*** EXTRACTED DATA ***

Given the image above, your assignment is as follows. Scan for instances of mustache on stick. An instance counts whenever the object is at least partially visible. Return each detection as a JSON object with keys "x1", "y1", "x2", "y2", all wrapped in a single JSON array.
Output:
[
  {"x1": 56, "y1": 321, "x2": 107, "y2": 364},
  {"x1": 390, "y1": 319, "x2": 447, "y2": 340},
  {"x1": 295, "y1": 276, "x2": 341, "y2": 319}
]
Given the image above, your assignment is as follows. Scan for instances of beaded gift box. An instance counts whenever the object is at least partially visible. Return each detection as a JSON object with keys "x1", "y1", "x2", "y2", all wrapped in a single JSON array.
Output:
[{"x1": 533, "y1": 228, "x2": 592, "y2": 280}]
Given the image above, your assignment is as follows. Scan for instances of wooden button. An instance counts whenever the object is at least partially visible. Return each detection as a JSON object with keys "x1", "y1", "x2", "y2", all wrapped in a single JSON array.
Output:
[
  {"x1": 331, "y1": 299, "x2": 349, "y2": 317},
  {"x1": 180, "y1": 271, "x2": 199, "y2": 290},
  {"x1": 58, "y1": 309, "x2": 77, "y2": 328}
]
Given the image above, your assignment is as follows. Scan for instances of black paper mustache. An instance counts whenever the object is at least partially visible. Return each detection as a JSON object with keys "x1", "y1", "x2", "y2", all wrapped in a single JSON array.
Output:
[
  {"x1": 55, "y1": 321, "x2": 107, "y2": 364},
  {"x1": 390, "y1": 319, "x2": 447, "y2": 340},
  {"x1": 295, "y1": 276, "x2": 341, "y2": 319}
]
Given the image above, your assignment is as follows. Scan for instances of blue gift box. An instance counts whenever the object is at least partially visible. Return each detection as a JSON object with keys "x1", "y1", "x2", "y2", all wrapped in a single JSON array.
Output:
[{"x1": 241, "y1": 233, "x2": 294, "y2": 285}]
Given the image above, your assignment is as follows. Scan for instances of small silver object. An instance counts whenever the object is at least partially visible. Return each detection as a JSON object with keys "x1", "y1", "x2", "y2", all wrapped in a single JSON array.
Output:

*** End of EXTRACTED DATA ***

◆ ACTIVITY:
Scan the data above. Return every line with "keys" in it.

◆ ANSWER TO THIS TASK:
Given the image above, your assignment is as follows. Scan for instances of mustache on stick. An instance counts whenever the object is at least partially visible. Return each detection as a JSON object with keys "x1", "y1", "x2", "y2", all wrapped in a single JSON array.
Given the image above, your assignment is as follows. Scan for instances of beaded gift box. An instance counts whenever the object is at least partially visible. Return each detection as a JSON object with keys "x1", "y1", "x2", "y2", all wrapped in a single JSON array.
Given the image above, your assignment is as follows. Scan for instances of wooden button. An instance counts whenever the object is at least partially visible. Return each detection as a JSON object with keys "x1", "y1", "x2", "y2", all wrapped in a single JSON array.
Given the image above, your assignment is as follows. Scan for instances of black paper mustache. An instance counts whenever the object is at least partially visible. Return each detection as a JSON object with keys "x1", "y1", "x2", "y2", all wrapped in a single JSON array.
Given the image above, your assignment is as follows. Scan for instances of blue gift box. An instance counts whenever the object is at least partially visible. Return each detection as a JSON object with keys "x1", "y1", "x2", "y2", all wrapped in a single JSON array.
Given the image above, your assignment is as follows. Scan for instances of small silver object. An instance counts whenever the object is at least partially visible. Return each detection as a JSON object with keys "x1", "y1", "x2", "y2", all wrapped in a single JSON array.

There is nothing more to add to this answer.